# WORK ITEM
Write out, word for word, every line from the one containing "Would you mind annotating the green" through the final line of the records.

# RECORDS PROVIDED
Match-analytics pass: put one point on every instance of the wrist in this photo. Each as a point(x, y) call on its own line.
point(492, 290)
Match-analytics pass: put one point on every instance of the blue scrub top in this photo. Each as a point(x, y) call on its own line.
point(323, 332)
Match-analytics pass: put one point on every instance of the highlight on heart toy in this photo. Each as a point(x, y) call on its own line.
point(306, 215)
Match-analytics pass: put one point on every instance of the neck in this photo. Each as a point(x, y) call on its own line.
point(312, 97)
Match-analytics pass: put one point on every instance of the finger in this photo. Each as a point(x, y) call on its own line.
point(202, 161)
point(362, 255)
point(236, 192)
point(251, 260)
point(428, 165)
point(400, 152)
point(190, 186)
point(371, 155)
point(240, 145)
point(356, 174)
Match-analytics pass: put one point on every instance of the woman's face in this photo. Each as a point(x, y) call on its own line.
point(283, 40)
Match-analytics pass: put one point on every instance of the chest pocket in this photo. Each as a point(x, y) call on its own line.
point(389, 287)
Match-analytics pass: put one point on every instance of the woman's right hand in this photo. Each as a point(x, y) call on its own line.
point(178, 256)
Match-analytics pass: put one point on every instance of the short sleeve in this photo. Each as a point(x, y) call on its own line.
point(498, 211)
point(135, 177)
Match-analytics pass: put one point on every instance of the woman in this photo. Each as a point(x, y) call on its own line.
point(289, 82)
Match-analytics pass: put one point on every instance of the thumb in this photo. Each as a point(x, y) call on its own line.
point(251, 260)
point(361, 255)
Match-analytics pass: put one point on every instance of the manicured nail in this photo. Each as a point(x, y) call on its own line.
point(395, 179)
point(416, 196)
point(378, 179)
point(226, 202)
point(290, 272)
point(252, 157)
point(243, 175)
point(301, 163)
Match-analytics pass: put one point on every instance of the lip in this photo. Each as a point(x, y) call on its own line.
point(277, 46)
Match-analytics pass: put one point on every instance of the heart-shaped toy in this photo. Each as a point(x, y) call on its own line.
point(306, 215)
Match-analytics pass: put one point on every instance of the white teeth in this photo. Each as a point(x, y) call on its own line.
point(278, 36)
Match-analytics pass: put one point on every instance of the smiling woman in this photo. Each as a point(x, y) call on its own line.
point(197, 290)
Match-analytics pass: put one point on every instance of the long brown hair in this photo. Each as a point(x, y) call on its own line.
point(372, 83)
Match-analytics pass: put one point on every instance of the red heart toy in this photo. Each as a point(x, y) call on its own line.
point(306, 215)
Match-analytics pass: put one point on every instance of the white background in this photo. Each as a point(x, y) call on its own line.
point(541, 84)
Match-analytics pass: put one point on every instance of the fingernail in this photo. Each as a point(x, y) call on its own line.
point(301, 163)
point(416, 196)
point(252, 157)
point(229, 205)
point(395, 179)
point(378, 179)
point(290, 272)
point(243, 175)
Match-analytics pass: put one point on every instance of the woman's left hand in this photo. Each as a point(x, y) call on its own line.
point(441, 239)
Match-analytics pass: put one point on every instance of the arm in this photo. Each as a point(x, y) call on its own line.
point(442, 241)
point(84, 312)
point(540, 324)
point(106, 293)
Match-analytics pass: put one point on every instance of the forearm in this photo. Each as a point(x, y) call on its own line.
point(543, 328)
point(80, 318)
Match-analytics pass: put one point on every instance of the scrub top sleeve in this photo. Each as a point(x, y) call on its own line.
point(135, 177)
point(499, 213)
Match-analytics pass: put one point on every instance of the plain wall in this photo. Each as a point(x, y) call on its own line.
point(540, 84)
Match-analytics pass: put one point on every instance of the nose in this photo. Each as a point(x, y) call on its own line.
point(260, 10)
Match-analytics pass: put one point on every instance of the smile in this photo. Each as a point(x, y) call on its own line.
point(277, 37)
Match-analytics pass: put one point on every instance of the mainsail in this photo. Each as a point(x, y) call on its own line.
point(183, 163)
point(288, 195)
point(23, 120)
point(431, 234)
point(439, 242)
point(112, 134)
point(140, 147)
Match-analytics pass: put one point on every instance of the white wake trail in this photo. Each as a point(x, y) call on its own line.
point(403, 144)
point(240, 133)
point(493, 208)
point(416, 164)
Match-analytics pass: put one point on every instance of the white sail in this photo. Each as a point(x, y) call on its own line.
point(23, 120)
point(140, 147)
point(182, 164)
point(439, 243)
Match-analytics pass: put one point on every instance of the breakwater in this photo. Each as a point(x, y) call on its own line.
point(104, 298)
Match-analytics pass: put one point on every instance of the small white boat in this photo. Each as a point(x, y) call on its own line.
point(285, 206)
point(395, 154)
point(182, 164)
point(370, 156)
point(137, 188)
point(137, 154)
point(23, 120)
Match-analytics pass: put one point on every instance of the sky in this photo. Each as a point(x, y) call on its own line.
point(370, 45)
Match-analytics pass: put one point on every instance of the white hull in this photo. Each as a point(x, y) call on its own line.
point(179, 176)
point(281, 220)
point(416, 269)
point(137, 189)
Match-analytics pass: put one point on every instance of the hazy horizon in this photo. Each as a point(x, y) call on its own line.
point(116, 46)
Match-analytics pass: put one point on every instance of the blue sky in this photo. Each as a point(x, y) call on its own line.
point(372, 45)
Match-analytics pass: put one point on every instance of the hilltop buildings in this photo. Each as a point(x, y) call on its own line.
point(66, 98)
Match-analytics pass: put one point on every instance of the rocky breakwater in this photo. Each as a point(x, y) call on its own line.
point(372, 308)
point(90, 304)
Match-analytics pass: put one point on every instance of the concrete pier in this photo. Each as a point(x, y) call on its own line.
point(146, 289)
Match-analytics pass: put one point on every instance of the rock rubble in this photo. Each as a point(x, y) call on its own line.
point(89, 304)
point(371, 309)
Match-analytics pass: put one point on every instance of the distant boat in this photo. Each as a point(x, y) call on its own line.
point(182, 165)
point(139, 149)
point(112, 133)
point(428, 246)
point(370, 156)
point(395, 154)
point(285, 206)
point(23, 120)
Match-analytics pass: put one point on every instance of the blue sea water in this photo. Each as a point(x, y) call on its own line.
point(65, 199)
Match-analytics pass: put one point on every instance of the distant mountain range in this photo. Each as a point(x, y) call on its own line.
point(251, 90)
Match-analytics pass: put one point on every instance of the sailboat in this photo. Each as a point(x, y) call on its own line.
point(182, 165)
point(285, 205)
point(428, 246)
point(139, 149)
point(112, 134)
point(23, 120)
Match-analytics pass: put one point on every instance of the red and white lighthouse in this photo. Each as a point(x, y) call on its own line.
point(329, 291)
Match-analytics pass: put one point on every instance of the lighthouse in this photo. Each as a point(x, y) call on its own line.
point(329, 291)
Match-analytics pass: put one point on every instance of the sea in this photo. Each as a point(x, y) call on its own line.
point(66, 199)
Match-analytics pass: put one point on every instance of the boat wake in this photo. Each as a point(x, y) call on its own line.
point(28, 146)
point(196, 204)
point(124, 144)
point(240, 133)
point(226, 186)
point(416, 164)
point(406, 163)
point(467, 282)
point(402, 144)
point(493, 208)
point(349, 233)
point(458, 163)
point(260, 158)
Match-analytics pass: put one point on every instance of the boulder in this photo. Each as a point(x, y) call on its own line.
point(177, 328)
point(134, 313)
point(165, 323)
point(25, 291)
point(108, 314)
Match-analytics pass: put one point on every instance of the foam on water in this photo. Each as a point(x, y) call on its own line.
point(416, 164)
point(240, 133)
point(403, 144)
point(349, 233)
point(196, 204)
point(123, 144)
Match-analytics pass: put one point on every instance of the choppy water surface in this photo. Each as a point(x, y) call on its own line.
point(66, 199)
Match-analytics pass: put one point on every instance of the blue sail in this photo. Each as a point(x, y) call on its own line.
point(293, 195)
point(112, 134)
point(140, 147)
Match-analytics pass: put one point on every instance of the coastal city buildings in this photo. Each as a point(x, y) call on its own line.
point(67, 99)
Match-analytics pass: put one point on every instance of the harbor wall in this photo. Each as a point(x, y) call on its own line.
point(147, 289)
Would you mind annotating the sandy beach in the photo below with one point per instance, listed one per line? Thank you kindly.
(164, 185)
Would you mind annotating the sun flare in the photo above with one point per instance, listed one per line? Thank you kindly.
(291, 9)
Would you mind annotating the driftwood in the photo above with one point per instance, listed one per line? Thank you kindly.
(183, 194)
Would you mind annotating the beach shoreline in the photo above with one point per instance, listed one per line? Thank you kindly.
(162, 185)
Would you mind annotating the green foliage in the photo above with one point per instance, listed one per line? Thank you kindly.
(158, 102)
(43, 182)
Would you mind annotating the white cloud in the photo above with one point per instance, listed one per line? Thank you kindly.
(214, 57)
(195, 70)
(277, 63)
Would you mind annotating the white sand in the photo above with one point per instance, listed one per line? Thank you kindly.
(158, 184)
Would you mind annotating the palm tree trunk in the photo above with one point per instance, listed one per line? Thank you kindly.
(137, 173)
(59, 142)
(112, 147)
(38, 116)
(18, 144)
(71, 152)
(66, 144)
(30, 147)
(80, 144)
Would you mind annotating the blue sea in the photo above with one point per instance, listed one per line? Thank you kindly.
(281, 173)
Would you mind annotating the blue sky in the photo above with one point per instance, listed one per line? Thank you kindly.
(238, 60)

# ANSWER AREA
Would you mind annotating the green foliage in the photo above with one point per instance, listed one per line? Thank you kindly.
(158, 102)
(43, 182)
Would you mind annotating the white cloud in the photo above with one point per instance, listed one per line? Thank you kindly.
(214, 57)
(195, 70)
(277, 63)
Would you mind annotating the white sand in the photo above with one point per instance, listed one per line? Thank you kindly.
(158, 184)
Would you mind annotating the palm tree trunk in the photo above with one point per instance, listed one per line? Thank you kindly.
(137, 173)
(59, 142)
(112, 147)
(38, 116)
(18, 144)
(71, 152)
(66, 144)
(30, 147)
(80, 144)
Would you mind annotating the blue sea in the photo above with one point per instance, listed one per line? Thank you kindly.
(281, 173)
Would you mind annotating the blue sky in the photo above with one point per instance, listed one per line? Thank you kindly.
(238, 60)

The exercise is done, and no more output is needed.